-- Start of Recorded information --

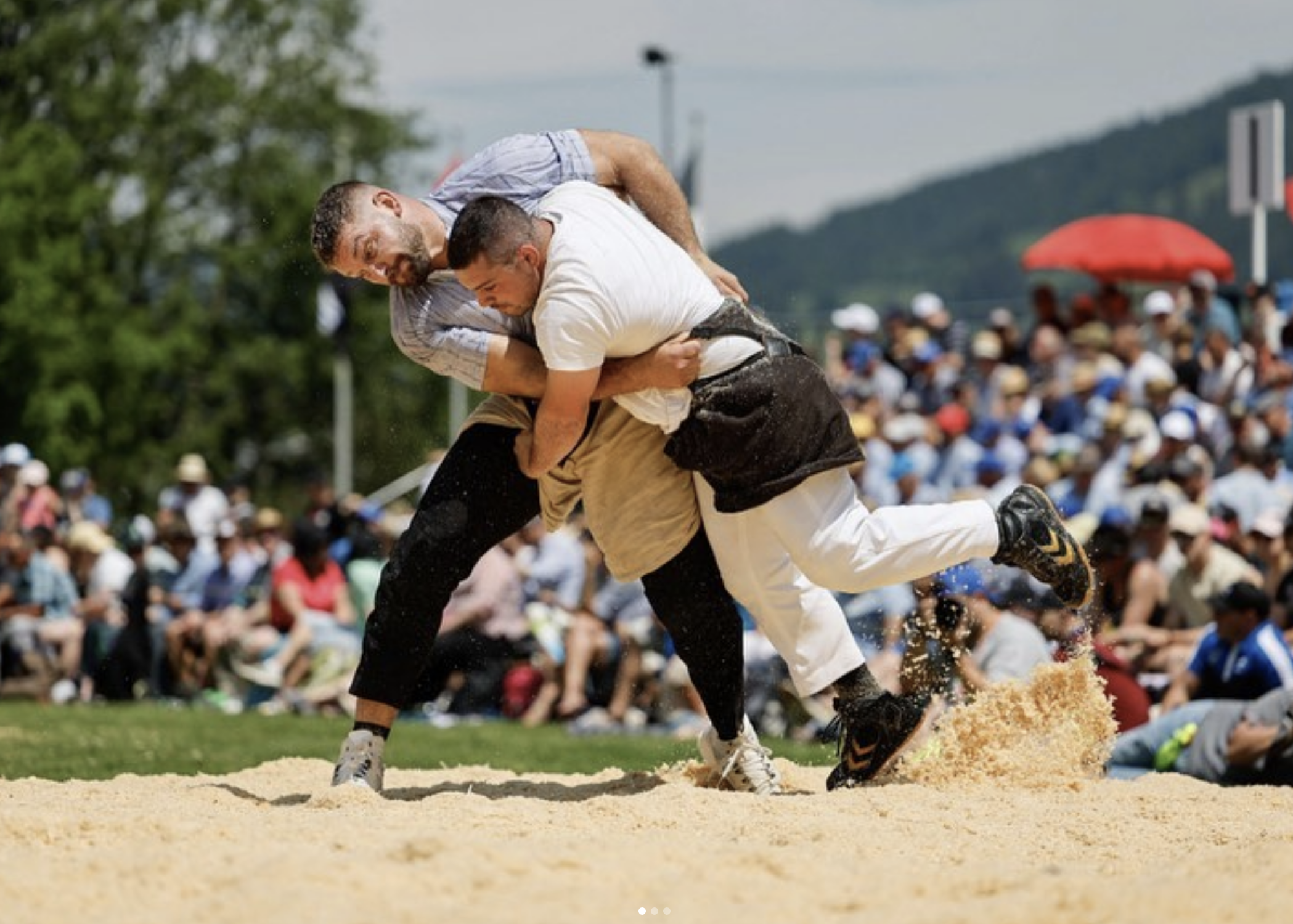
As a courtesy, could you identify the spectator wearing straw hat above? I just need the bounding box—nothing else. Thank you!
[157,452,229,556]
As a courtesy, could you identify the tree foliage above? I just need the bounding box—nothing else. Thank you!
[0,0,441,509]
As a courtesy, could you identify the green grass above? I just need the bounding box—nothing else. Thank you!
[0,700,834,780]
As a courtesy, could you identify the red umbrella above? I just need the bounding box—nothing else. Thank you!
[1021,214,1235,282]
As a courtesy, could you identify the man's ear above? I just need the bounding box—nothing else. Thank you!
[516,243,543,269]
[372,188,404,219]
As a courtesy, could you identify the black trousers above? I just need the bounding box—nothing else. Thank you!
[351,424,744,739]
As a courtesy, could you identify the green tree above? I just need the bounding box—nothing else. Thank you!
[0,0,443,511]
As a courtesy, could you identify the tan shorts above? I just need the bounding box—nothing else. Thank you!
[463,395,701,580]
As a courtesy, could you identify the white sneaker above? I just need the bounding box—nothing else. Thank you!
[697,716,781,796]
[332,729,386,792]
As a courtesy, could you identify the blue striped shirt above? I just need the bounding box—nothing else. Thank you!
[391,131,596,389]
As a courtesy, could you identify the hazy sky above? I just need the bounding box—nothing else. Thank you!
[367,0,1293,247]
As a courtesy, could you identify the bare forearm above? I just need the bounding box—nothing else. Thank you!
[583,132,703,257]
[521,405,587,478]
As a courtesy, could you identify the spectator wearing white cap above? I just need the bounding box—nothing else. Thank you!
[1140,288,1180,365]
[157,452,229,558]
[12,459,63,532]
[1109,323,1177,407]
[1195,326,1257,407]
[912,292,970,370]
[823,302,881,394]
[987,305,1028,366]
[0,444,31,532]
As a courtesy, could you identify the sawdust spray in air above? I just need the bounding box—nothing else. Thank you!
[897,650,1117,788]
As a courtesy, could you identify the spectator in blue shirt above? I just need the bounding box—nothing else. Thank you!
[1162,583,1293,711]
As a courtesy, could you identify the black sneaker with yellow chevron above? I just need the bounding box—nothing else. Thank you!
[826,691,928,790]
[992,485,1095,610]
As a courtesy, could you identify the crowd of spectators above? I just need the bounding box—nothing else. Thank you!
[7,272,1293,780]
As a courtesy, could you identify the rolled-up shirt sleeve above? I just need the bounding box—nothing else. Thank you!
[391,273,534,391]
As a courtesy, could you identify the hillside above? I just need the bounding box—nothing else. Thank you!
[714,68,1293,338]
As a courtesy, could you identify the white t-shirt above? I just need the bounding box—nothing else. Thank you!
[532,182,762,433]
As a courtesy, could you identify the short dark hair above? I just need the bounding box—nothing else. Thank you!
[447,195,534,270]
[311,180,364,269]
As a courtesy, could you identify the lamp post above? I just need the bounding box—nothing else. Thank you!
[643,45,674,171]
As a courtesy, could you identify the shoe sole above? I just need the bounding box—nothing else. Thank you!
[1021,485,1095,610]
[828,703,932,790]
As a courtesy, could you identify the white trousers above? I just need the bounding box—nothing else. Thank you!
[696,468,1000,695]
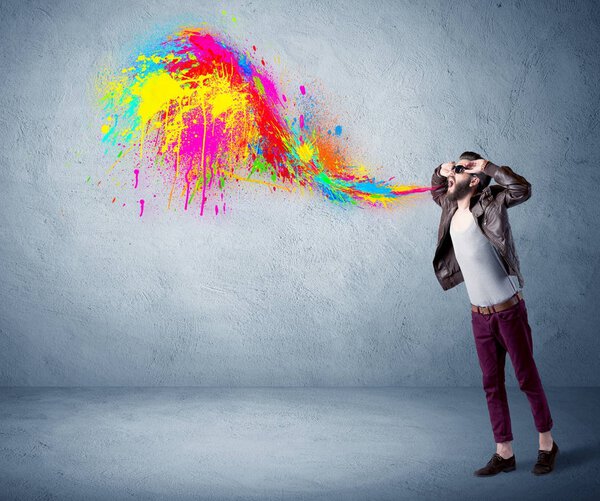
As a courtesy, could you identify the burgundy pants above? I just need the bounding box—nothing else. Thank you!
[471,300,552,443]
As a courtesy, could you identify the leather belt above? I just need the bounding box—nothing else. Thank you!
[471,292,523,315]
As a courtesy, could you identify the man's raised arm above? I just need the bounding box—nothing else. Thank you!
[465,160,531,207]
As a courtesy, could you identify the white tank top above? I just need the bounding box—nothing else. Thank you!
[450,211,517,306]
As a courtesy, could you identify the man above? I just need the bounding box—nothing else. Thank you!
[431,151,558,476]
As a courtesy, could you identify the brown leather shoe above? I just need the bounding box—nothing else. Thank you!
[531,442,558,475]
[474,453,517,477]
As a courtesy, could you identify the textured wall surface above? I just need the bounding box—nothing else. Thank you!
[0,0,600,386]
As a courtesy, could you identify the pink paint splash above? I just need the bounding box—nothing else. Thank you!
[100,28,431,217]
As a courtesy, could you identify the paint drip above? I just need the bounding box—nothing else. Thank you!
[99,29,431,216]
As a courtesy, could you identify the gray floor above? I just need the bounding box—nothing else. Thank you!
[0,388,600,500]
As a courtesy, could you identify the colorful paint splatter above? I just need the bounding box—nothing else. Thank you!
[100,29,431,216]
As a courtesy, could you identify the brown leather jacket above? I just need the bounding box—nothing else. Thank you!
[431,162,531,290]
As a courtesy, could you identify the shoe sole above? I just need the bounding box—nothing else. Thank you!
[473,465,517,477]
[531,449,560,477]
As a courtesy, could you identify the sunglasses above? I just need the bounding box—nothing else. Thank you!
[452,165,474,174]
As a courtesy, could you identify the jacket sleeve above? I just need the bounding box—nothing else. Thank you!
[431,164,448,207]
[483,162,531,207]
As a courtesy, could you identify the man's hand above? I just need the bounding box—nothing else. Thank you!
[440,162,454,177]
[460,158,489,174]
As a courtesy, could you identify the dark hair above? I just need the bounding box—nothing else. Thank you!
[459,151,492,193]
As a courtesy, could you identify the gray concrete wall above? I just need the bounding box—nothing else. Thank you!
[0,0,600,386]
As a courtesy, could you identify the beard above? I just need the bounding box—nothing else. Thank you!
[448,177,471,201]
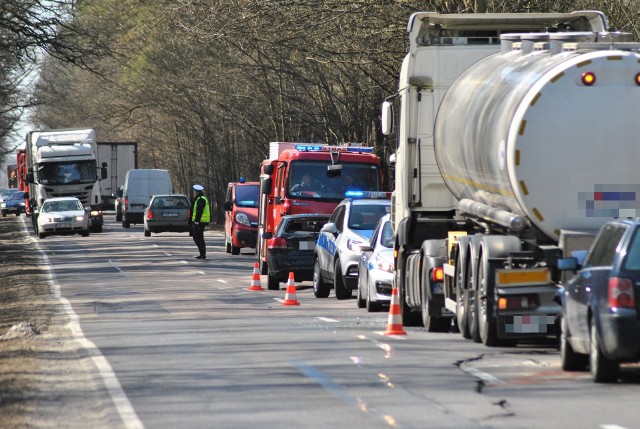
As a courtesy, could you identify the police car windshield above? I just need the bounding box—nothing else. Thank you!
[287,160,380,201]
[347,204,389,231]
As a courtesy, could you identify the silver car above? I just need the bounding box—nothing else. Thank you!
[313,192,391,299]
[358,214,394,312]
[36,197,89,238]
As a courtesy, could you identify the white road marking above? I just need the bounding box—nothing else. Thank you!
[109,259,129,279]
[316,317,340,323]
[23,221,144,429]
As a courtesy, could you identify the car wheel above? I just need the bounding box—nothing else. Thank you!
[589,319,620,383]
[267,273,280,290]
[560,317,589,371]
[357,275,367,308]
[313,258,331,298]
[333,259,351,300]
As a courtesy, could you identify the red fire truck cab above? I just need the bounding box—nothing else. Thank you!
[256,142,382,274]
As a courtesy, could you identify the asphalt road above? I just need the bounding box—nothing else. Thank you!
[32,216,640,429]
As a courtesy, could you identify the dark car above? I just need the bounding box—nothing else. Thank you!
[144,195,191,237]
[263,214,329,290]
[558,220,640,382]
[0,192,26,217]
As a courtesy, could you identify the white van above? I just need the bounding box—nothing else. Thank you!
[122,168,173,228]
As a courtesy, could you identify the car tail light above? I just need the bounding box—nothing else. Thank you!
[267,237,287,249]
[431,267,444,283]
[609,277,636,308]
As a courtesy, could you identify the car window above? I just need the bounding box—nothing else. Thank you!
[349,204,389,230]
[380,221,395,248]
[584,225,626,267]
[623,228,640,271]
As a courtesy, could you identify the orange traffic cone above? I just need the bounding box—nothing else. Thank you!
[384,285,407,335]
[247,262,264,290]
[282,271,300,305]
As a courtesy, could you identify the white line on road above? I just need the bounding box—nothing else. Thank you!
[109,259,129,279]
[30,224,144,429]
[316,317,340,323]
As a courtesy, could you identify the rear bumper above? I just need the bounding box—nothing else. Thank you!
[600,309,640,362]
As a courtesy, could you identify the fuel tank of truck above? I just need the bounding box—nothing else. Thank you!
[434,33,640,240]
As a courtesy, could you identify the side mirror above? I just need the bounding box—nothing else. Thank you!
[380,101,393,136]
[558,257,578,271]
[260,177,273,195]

-- End of Recorded information --

Your objective: Rewrite every entry above with "bounding box" swapped for "box coordinates", keeping everything else the same, and leave out the pictures.

Expected answer:
As a courtesy, could you identify the spectator wearing straw hat above? I just need the box coordinates—nothing else. Thank you!
[157,452,229,556]
As a courtesy, could you identify the tree foliage above? I just need the box coordinates—nothing else. Thank you!
[0,0,441,509]
As a courtesy, could you identify the green grass above? I just need the box coordinates—nothing else. Thank you!
[0,700,834,780]
As a courtesy, could you identify the red umbrella above? I just need the box coordinates—nothing else. Thank you!
[1021,214,1235,282]
As a courtesy, could you identify the man's ear above? I just need the box coordinates—nothing else. Thank you!
[516,243,543,269]
[372,188,404,219]
As a courtesy, could you identify the black trousers above? I just need the box coordinates—nothing else. Thank you!
[351,424,744,739]
As a courtesy, could you identify the green tree above? I just need the box coordinates—nothing else. Thank you!
[0,0,443,511]
As a courtesy, could you identify the tan shorts above? I just need the box coordinates—nothing else. Thank you!
[463,395,701,580]
As a courtesy, could you identify the white sneaker above? I just need the box coordinates—nothing else. Thank you!
[697,716,781,796]
[332,729,386,792]
As a courtesy, could you identify the blue striped shirt above? I just need the box coordinates—nothing else. Thank you!
[391,131,596,389]
As a courtesy, could you identify the hazy sky above? I just need the box coordinates—nothing else. Thank you!
[367,0,1293,247]
As a courtesy, could you identify the bare forearm above? I just need the box coordinates—nothing else. Thank you!
[583,132,703,257]
[521,405,587,478]
As a courtesy, could you identify the spectator wearing white cap above? I just need the box coordinates—nothing else. Thank you!
[1140,288,1180,365]
[157,452,229,558]
[12,459,63,532]
[1109,323,1177,407]
[1195,326,1257,407]
[912,292,970,370]
[823,302,881,394]
[987,305,1028,366]
[0,444,31,532]
As a courtesy, could you identify the sawdust spray in air above? I just need the box coordinates—nothing else. Thank you!
[897,650,1117,788]
As a courtesy, could you identify the spectator in blue shirt above? I just need the box coordinates—nothing else. Thank you!
[1162,583,1293,711]
As a courtesy, could you identify the black sneaker with yellow chevron above? I just need the box coordinates—nothing else. Thank you!
[826,691,928,790]
[992,485,1095,610]
As a courtesy, could you identify the crowd of spectators above? I just need the box coordinates—nothing else. Thank you!
[7,272,1293,780]
As a courtesy, could you identify the rolled-up shirt sleeve above? I just need the box coordinates—nothing else. Thank you!
[391,273,534,391]
As a courtesy, could you identify the hillside above? I just need the box coordinates—nothing else. Thank you!
[714,68,1293,338]
As a courtesy, could you identify the white t-shirt above? I just need the box coordinates—nothing else. Thank you!
[532,182,762,433]
As a courtesy, could you identify the short dark hair above? I just need the box coordinates—nothing else. Thank you!
[447,195,534,270]
[311,180,364,269]
As a courtesy, could you identify the lamp post above? I just need the box coordinates—nothing else. Thank you!
[643,45,674,171]
As a courtesy, could you identify the shoe sole above? I just need the box coordinates—nothing else. Thank you!
[1021,485,1095,610]
[828,703,932,790]
As a courtesy, could you identify the white trousers above? I just need the box coordinates—nothing else. Thank you!
[696,468,1000,695]
As a courtesy, could you identify the burgundy pants above? I just need the box coordinates—nothing else. Thank you!
[471,300,552,443]
As a courtesy, could you identify the leather belt above? I just need the box coordinates—nothing else. Thank you!
[471,292,523,315]
As a courtesy, could you identify the man's raised arm above? I just need the box coordinates—nothing else. Thank you!
[465,160,531,207]
As a courtesy, could you identify the white tank top above? I just need the box coordinates—nothing else. Thank you!
[450,211,517,306]
As a courtesy, could you identify the man above? I just need the box coordinates—nothing else. Thank you!
[431,151,558,476]
As a courtesy, could you identify the brown leather shoe above? I just need the box coordinates—nothing else. Thank you!
[531,442,558,475]
[474,453,517,477]
As a courtesy, could you identify the textured wall surface above? I just need the box coordinates—nothing else. Thank you!
[0,0,600,386]
As a courtesy, could you identify the pink paint splash above? I just need the box coordinates—nothing else. Thank you!
[100,28,431,217]
As a courtesy, could you identify the paint drip above? I just need the box coordinates—nothing else. Thank you!
[99,29,431,216]
As a courtesy, could you identify the gray floor above? I just need the box coordinates—nothing else. Thank you!
[0,388,600,500]
As a courtesy, could you identify the colorful paint splatter above? I just need the box coordinates—nothing else. Thank you!
[100,29,431,216]
As a courtesy, could you identify the brown leather jacket above? I just need the box coordinates—nothing else. Thank you!
[431,162,531,290]
As a courtesy, could you identify the shoe sole above? I just need the box coordinates—nothing else. Thank you!
[473,465,517,477]
[531,449,560,477]
As a courtesy, could you identify the sunglasses above? I just need the box coordinates—nothing else. Thank you!
[452,165,474,174]
As a courtesy, could you identify the jacket sleeve above? I just need the box coordinates—nothing else. Thank you!
[431,164,448,207]
[483,162,531,207]
As a courtesy, could you identify the man's hand above? I just need the box coordinates—nothing else. Thank you!
[440,162,454,177]
[460,158,489,174]
As a courtesy, could you identify the dark hair above? I just need the box coordinates—nothing else. Thank you!
[459,151,492,193]
As a courtesy, could you identify the gray concrete wall above? I just need the box coordinates—nothing else. Thank you!
[0,0,600,386]
As a courtesy, could you identify the beard above? I just need the box coordinates—nothing else. Thank you!
[448,177,471,201]
As a courtesy, could you identify the police car windshield above? I just need the box coordinates—nothing else. Thank you!
[287,160,380,201]
[347,204,389,231]
As a courtesy, could you identify the silver car above? I just need the box coordinates—nothing else. Thank you!
[313,192,391,299]
[358,214,394,312]
[36,197,89,238]
As a courtesy, could you identify the white road marking above? I just need the box coordinates—nothing else. Thank you!
[109,259,129,279]
[316,317,340,323]
[23,221,144,429]
As a courtesy, could you identify the car wheel above? I just need the box coordinates—nothing else. Thank you!
[589,319,620,383]
[267,273,280,290]
[560,317,589,371]
[357,275,367,308]
[313,258,331,298]
[333,259,351,300]
As a courtesy, could you identify the red fire truck cab above? I just need the box coordinates—nothing else. Thank you!
[256,142,382,274]
As a courtesy, could you identify the asphalt road above? I just need the box coordinates—nothing else. Thank you!
[32,216,640,429]
As a courtesy, could you identify the dark car above? I just need the box coordinates—nothing else. Thank you!
[144,195,191,237]
[263,214,329,290]
[558,220,640,382]
[0,192,26,217]
As a courtesy, could you identify the white van above? I just need the box coordinates—nothing else. Thank you!
[122,168,173,228]
As a courtesy, could you identify the car tail light above? I just need the box coordinates—nothing else. Thank you!
[267,237,287,249]
[431,267,444,283]
[609,277,636,308]
As a courtesy, could you identify the car window above? I just need the box coordinates—nothing else. Thank you!
[349,204,389,230]
[380,221,395,248]
[584,225,626,267]
[623,228,640,271]
As a courtesy, could you identify the orange traffic cone above? I just need the box coordinates—nothing else. Thank you!
[384,285,407,335]
[247,262,264,290]
[282,271,300,305]
As a courtesy, could you identify the white line on road above? I just need the box coordinates—nothing else. Thank you!
[109,259,129,279]
[30,224,144,429]
[316,317,340,323]
As a courtesy, could you identify the rear bumper above? I just need the box coordinates—nothing else. Thank you!
[600,309,640,362]
As a courtesy, could you identify the fuel tank of truck above? I just need the box coordinates—nothing else. Thank you!
[434,33,640,240]
As a courtesy, could you identify the side mirror above? I just need the box coordinates—nothing else. Thank you!
[380,101,393,136]
[558,257,578,271]
[260,177,273,195]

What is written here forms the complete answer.